[Part of a data file]
○ ○ ○ ○

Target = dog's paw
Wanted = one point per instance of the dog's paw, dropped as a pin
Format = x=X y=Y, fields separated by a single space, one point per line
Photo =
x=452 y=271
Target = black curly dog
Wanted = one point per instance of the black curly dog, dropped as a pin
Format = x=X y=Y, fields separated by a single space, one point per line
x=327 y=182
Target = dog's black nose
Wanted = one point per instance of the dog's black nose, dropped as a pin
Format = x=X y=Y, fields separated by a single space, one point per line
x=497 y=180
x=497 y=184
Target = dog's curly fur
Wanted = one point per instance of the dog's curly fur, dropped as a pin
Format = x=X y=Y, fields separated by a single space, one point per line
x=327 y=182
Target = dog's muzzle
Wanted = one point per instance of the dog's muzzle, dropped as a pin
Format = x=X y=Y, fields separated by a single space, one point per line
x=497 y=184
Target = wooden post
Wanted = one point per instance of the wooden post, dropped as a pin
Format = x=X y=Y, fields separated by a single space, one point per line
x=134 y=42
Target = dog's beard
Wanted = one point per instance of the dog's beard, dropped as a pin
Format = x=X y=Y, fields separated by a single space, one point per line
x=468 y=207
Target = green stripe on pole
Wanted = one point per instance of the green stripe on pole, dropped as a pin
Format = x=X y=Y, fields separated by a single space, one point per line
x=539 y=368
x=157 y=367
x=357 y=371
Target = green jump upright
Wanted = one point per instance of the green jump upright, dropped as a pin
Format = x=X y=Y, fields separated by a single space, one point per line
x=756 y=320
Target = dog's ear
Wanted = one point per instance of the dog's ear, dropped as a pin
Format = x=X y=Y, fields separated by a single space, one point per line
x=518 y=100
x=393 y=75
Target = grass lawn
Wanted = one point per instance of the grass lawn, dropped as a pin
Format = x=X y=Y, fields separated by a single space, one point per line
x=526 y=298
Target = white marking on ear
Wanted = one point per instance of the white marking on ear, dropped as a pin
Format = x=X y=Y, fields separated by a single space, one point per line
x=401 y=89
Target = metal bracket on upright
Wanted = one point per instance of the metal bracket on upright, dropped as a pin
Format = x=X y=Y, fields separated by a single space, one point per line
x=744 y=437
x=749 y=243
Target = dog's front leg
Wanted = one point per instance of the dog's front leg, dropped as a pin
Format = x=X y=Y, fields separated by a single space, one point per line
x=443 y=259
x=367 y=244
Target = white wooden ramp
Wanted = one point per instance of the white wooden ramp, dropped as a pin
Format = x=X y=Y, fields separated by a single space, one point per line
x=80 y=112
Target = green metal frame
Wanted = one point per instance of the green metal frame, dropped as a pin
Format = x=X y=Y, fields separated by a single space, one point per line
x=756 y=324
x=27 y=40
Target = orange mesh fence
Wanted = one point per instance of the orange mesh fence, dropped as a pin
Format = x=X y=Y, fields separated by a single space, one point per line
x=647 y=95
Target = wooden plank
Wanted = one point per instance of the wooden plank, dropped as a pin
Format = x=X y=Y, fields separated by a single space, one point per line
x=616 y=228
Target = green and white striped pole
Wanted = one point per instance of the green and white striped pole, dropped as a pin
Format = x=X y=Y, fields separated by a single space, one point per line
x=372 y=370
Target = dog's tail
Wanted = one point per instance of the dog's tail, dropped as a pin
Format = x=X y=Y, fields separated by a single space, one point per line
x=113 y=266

○ ○ ○ ○

- [Exercise] Write out every line of the material again, exactly as it reads.

- [Correct result]
Target = dog's paw
Wanted = one point per instance of the dog's paw, dropped as a pin
Format = x=X y=Y, fields separated by a single space, one point per line
Photo =
x=452 y=271
Target = black curly dog
Wanted = one point per instance of the black curly dog, dropped as a pin
Format = x=X y=Y, fields separated by a single space, one point per line
x=327 y=182
Target = dog's black nose
Wanted = one point per instance of the dog's black nose, dropped as a pin
Format = x=X y=Y, fields separated by a single space, one point per line
x=497 y=180
x=497 y=184
Target = dog's curly fur
Wanted = one point per instance of the dog's curly fur, dropped as a pin
Format = x=X y=Y, fields separated by a single space, one point per line
x=327 y=182
Target = dog's muzzle
Wanted = one point per instance of the dog's muzzle, dropped as a pin
Format = x=X y=Y, fields separated by a single space, one point per line
x=497 y=184
Target = wooden post
Wanted = one point per instance of the wooden post, dropped as a pin
Format = x=X y=Y, fields separated by a single space, one point per line
x=134 y=42
Target = dog's beard
Wanted = one point per instance of the dog's beard, dropped as a pin
Format = x=X y=Y, fields separated by a single space, one point per line
x=468 y=207
Target = green stripe on pole
Wanted = one point per instance of the green stripe on pole, dropped as a pin
Format = x=X y=Y, fields separated by a single space, one point per line
x=539 y=368
x=157 y=367
x=357 y=371
Target = green jump upright
Wanted = one point per instance of the green jump upright, dropped as a pin
Format = x=X y=Y, fields separated by a single space, one point per line
x=756 y=320
Target = dog's ear
Wanted = one point per instance of the dog's ear, dropped as a pin
Format = x=X y=Y, fields separated by a single space, one point per line
x=518 y=100
x=393 y=75
Target = grass lawn
Wanted = one point per instance of the grass lawn, dropped as a pin
Format = x=X y=Y, fields separated by a single space, one point per line
x=526 y=298
Target = white marking on ear
Wanted = one point per instance of the white marking on ear, dropped as a pin
Format = x=X y=Y, fields separated by a single space, one point per line
x=401 y=89
Target = metal bracket on upright
Wanted = one point per instance of the metal bracket on upright, dropped as a pin
Format = x=X y=Y, fields separated by a single space, one point per line
x=744 y=437
x=749 y=243
Target = dog's front leg
Wanted = one point per instance of the dog's front leg, dropped as a pin
Format = x=X y=Y, fields separated by a single space, one point per line
x=443 y=259
x=367 y=244
Target = white wooden ramp
Wanted = one point per instance of the white wooden ramp, dropped as a pin
Format = x=X y=Y, fields separated by a single space, one point per line
x=80 y=112
Target = green metal frame
Wanted = one point per instance of the green metal frame, dropped as a pin
Format = x=X y=Y, fields separated by a single space, one point per line
x=756 y=324
x=27 y=40
Target = orange mesh fence
Wanted = one point per instance of the orange mesh fence, dropped as a pin
Format = x=X y=Y, fields separated by a single space, one point per line
x=647 y=95
Target = wooden plank
Wanted = one point per instance of the wooden plank, dropped as a pin
Format = x=X y=Y, fields separated by a single space, one point per line
x=616 y=228
Target = green and white striped pole
Wanted = one point per instance of the green and white striped pole, dropped as a pin
Format = x=X y=Y, fields separated by a single space, one point per line
x=372 y=370
Target = dog's tail
Wanted = one point per instance of the dog's tail, dropped as a pin
Format = x=X y=Y, fields separated by a single space, one point per line
x=113 y=266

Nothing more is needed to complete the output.